** Opening Records for this exercise block **
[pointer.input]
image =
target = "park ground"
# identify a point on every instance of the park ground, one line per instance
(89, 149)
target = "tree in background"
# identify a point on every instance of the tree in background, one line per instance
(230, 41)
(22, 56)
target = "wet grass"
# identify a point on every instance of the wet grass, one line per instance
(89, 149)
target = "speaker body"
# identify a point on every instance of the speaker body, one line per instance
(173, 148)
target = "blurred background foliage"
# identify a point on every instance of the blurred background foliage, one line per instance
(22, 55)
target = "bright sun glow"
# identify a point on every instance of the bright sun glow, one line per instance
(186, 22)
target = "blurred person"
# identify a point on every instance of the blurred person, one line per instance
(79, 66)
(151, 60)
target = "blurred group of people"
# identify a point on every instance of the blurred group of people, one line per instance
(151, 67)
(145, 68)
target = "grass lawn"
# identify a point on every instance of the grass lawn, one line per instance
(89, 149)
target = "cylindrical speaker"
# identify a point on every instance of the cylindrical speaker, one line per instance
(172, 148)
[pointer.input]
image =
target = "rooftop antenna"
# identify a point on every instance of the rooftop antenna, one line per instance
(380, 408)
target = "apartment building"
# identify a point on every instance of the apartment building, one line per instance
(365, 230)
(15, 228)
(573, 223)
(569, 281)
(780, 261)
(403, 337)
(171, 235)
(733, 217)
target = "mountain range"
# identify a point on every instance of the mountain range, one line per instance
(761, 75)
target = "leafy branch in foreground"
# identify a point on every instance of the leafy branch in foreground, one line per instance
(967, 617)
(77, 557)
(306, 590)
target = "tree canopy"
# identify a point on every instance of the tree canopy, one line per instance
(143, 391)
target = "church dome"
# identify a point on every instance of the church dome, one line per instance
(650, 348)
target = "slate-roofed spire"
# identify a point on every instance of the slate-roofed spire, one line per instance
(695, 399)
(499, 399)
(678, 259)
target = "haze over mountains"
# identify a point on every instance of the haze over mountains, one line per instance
** Closing Records for this exercise block **
• Exercise details
Every record needs to be reproduced exactly, with none skipped.

• Task solution
[pointer.input]
image =
target = "park ground"
# identify a point on every instance of the park ground, one line per instance
(89, 149)
target = "tree in background"
# identify a point on every instance of the tree in background, one line per instance
(230, 41)
(22, 56)
target = "wet grass"
# identify a point on every instance of the wet grass, one line per instance
(89, 149)
target = "speaker body"
# identify a point on every instance of the speaker body, one line per instance
(173, 148)
target = "blurred background foliage"
# identify a point on every instance of the blurred background foliage, one line per instance
(22, 55)
target = "bright sun glow"
# identify a point on every instance of the bright sun glow, one line per instance
(186, 22)
target = "blurred person"
# identify a point on every instance of the blurred person, one line per instance
(79, 66)
(151, 60)
target = "blurred group of people"
# identify a point on every instance of the blurred group of people, one line per instance
(151, 67)
(145, 68)
target = "grass lawn"
# identify a point on every instance of the grass lawn, one line per instance
(89, 149)
target = "cylindrical speaker"
# identify a point on every instance of the cylindrical speaker, one line per instance
(172, 148)
[pointer.input]
image =
target = "rooftop antenna"
# identify a point on every instance of the rooftop antenna, one line per instance
(380, 408)
target = "apartment building"
# identify a point on every instance of the apartment building, one line per instance
(365, 230)
(15, 228)
(573, 223)
(569, 281)
(780, 261)
(403, 337)
(171, 235)
(733, 217)
target = "mountain range"
# identify a point on every instance of the mountain range, one line per instance
(761, 75)
target = "leafy branch in foreground"
# identify a point on every instance of the leafy branch in foreground, one line per instance
(967, 617)
(77, 557)
(306, 590)
target = "tree canopy"
# identify a point on every instance of the tree canopy, one line per instance
(143, 391)
target = "church dome"
# identify a point on every instance of the church dome, one line per instance
(650, 348)
target = "slate-roofed spire"
# identify a point on every instance of the slate-roofed spire, one line per instance
(695, 399)
(499, 399)
(678, 259)
target = "haze over mountains"
# identify a point on every instance of the haze over mountains, one line per instance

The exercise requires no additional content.